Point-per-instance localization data

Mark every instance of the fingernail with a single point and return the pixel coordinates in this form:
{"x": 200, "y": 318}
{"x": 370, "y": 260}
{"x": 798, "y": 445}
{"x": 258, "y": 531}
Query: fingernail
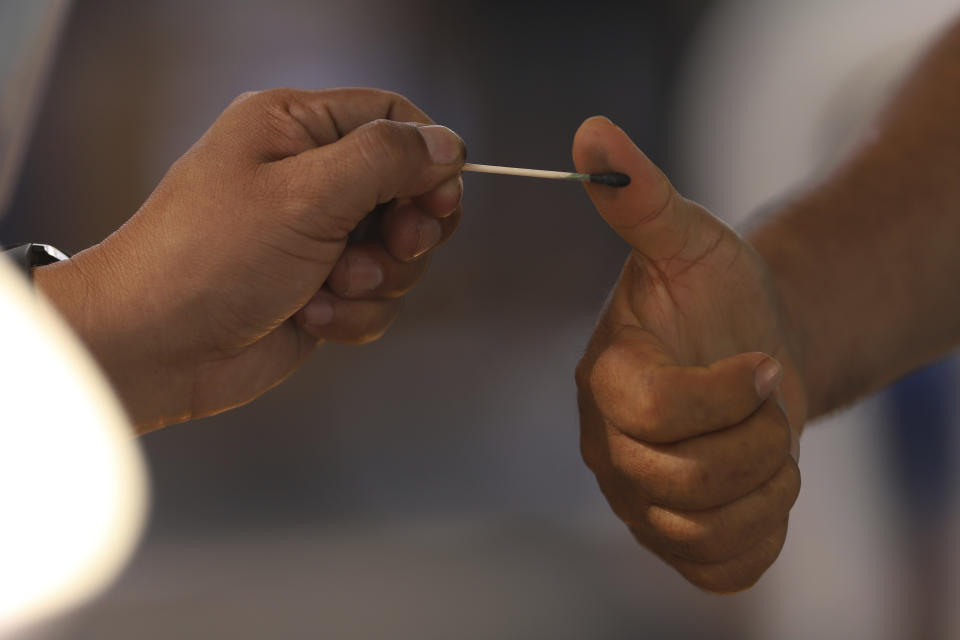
{"x": 364, "y": 274}
{"x": 429, "y": 233}
{"x": 766, "y": 377}
{"x": 318, "y": 312}
{"x": 444, "y": 146}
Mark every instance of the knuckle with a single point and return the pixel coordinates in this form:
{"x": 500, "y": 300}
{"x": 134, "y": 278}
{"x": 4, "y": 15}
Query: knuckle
{"x": 638, "y": 409}
{"x": 246, "y": 95}
{"x": 595, "y": 454}
{"x": 379, "y": 143}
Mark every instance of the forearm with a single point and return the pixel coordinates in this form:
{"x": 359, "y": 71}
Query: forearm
{"x": 867, "y": 262}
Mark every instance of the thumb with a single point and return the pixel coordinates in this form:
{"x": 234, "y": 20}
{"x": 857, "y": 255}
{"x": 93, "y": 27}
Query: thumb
{"x": 371, "y": 165}
{"x": 649, "y": 214}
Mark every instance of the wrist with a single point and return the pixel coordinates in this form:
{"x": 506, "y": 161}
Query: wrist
{"x": 96, "y": 297}
{"x": 778, "y": 248}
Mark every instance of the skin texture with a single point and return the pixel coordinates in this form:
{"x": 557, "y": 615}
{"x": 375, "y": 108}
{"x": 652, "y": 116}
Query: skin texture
{"x": 846, "y": 288}
{"x": 298, "y": 217}
{"x": 689, "y": 443}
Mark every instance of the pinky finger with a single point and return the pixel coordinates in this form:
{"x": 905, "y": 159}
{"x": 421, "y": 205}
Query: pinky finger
{"x": 739, "y": 573}
{"x": 330, "y": 317}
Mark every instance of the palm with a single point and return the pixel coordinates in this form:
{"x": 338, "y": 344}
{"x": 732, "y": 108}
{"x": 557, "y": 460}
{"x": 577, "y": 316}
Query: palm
{"x": 709, "y": 300}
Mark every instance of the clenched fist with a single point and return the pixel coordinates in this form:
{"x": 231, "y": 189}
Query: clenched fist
{"x": 299, "y": 216}
{"x": 689, "y": 391}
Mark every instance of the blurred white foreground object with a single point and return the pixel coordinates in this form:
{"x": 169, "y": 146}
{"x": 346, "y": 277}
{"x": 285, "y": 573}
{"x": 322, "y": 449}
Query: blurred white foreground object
{"x": 72, "y": 480}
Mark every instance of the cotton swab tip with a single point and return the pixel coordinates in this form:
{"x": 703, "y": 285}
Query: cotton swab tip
{"x": 610, "y": 179}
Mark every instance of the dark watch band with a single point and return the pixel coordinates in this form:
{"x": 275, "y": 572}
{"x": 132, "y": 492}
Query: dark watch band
{"x": 32, "y": 254}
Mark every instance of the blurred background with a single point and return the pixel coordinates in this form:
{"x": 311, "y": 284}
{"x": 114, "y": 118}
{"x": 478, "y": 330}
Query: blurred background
{"x": 429, "y": 485}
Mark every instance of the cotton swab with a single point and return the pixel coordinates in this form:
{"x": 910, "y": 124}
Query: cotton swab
{"x": 609, "y": 179}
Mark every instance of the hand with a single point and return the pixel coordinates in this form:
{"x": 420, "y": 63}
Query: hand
{"x": 689, "y": 392}
{"x": 249, "y": 252}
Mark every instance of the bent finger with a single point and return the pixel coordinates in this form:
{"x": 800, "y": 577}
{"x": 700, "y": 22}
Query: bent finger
{"x": 368, "y": 271}
{"x": 330, "y": 317}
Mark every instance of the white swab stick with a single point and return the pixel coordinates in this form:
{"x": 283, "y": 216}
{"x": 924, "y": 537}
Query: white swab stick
{"x": 610, "y": 179}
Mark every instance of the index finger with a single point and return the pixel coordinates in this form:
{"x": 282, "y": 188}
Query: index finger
{"x": 275, "y": 124}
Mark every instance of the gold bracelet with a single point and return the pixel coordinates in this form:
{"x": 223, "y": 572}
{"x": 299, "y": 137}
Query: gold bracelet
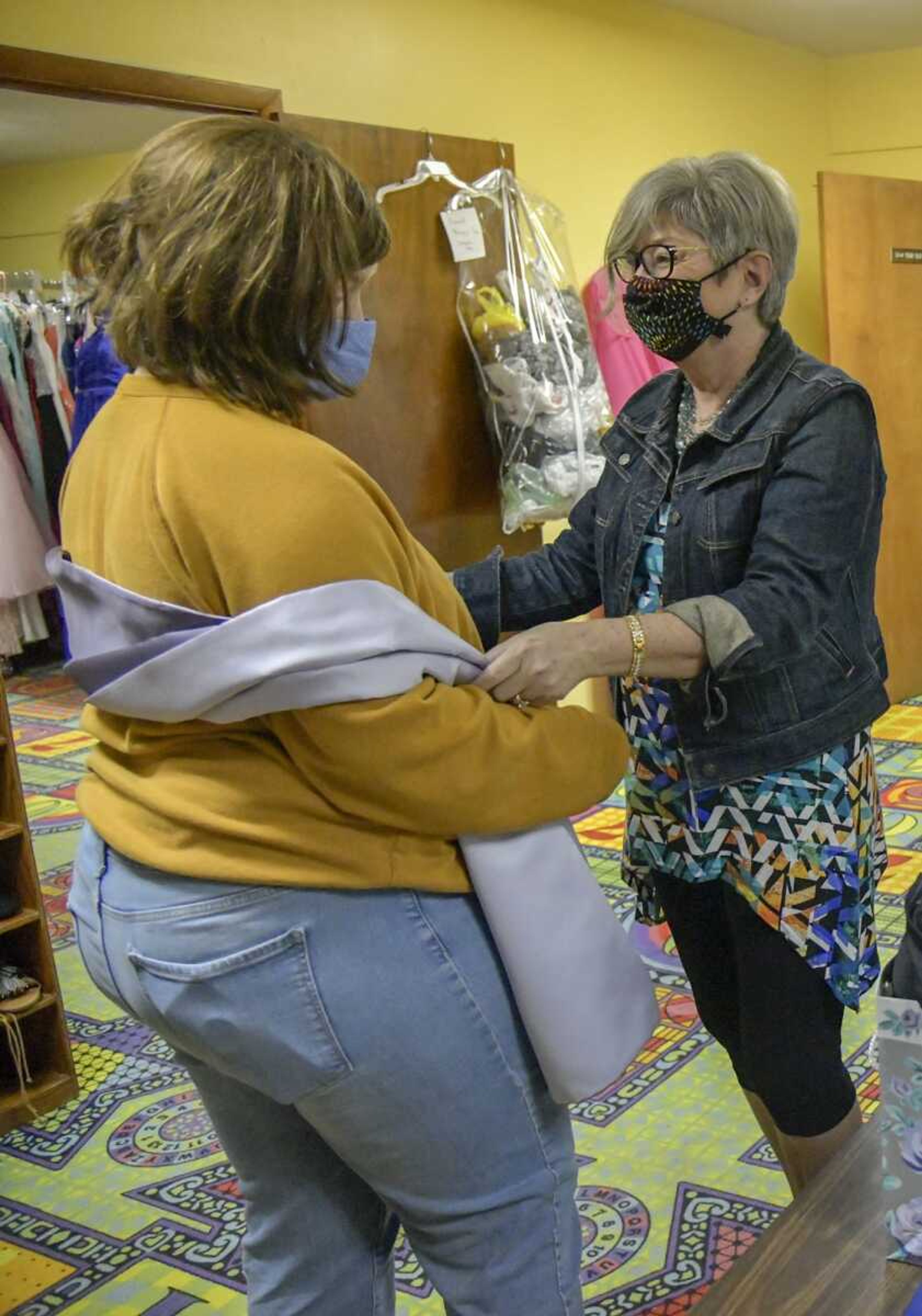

### [YOUR GOAL]
Please output the records exactly, leaving the pictures out.

### [WRITTEN ANSWER]
Mark every instance of the fingernail with a single point and return the pixel coordinates in this form:
{"x": 200, "y": 318}
{"x": 370, "y": 260}
{"x": 798, "y": 445}
{"x": 258, "y": 531}
Query: fingernail
{"x": 364, "y": 274}
{"x": 429, "y": 233}
{"x": 766, "y": 377}
{"x": 318, "y": 312}
{"x": 444, "y": 146}
Mark every instance of the knuckle with a single point and return the pixel coordinates in this form:
{"x": 500, "y": 300}
{"x": 134, "y": 278}
{"x": 4, "y": 15}
Query: knuckle
{"x": 638, "y": 409}
{"x": 246, "y": 95}
{"x": 595, "y": 454}
{"x": 379, "y": 143}
Mark every instance of the forearm with a single point and return the pixel coordinates in this form:
{"x": 359, "y": 71}
Query: forearm
{"x": 867, "y": 262}
Mark every instance of the thumb with a single point and return the pixel coordinates in this form:
{"x": 234, "y": 20}
{"x": 857, "y": 255}
{"x": 93, "y": 27}
Query: thumb
{"x": 371, "y": 165}
{"x": 649, "y": 214}
Mark every instance of the wrist with a single point and return the pixel coordinates in this form:
{"x": 506, "y": 161}
Query: wrist
{"x": 96, "y": 297}
{"x": 778, "y": 248}
Mark every instance of the skin texture with a single point and return the pixel coordinates in this form:
{"x": 557, "y": 615}
{"x": 375, "y": 108}
{"x": 652, "y": 116}
Query: skin texture
{"x": 846, "y": 288}
{"x": 298, "y": 217}
{"x": 689, "y": 443}
Mark every instance of the pinky finger with a single point and return the pixel coordinates in this form:
{"x": 905, "y": 159}
{"x": 421, "y": 205}
Query: pinky finger
{"x": 739, "y": 573}
{"x": 330, "y": 317}
Mark every instance of the palm with a single point and return the pixel coordinates in this form:
{"x": 338, "y": 344}
{"x": 732, "y": 108}
{"x": 557, "y": 460}
{"x": 577, "y": 316}
Query: palm
{"x": 709, "y": 300}
Mark every instance of the clenched fist with a single point and return the pixel coordinates in this form:
{"x": 231, "y": 189}
Query: clenched fist
{"x": 299, "y": 216}
{"x": 689, "y": 391}
Mark every instance of the blurred white foreground object with a single point and return the pixel coordinates in this form:
{"x": 169, "y": 146}
{"x": 346, "y": 277}
{"x": 285, "y": 573}
{"x": 322, "y": 449}
Query: blurred white foreground object
{"x": 72, "y": 480}
Mark every instance of the cotton swab tip with a single point and return the pixel coordinates in this form:
{"x": 703, "y": 285}
Query: cotton swab tip
{"x": 610, "y": 179}
Mark every instance of the dark watch band with a single point and return the pixel coordinates in this form:
{"x": 275, "y": 572}
{"x": 132, "y": 492}
Query: dark watch band
{"x": 32, "y": 254}
Mark every instance of the blurred background with a single point and return the pixel coordinates in this form:
{"x": 311, "y": 284}
{"x": 114, "y": 118}
{"x": 478, "y": 330}
Query: blurred background
{"x": 429, "y": 485}
Mark every instance of the cotton swab with a single point and return the pixel coordinates in this form:
{"x": 910, "y": 124}
Query: cotton swab
{"x": 609, "y": 179}
Mark every instance of the hand with a single point and return the pixel coordinates in this form:
{"x": 420, "y": 63}
Query: hand
{"x": 689, "y": 392}
{"x": 249, "y": 252}
Mark every instance of the bent finger with a single point and return the pixel coordinates in this form:
{"x": 800, "y": 577}
{"x": 700, "y": 22}
Query: bent finger
{"x": 368, "y": 271}
{"x": 330, "y": 317}
Mark every instance of the white swab stick with a single point and return the pixel coordinates in this form:
{"x": 283, "y": 216}
{"x": 924, "y": 537}
Query: white swab stick
{"x": 610, "y": 179}
Mark every instance of the index finger with a single point and return the pixel coordinates in this form:
{"x": 282, "y": 188}
Query: index finger
{"x": 275, "y": 124}
Mark every instance of the gold bracelet with a single point and return the pixel coordinates in this form:
{"x": 223, "y": 572}
{"x": 299, "y": 137}
Query: gold bracelet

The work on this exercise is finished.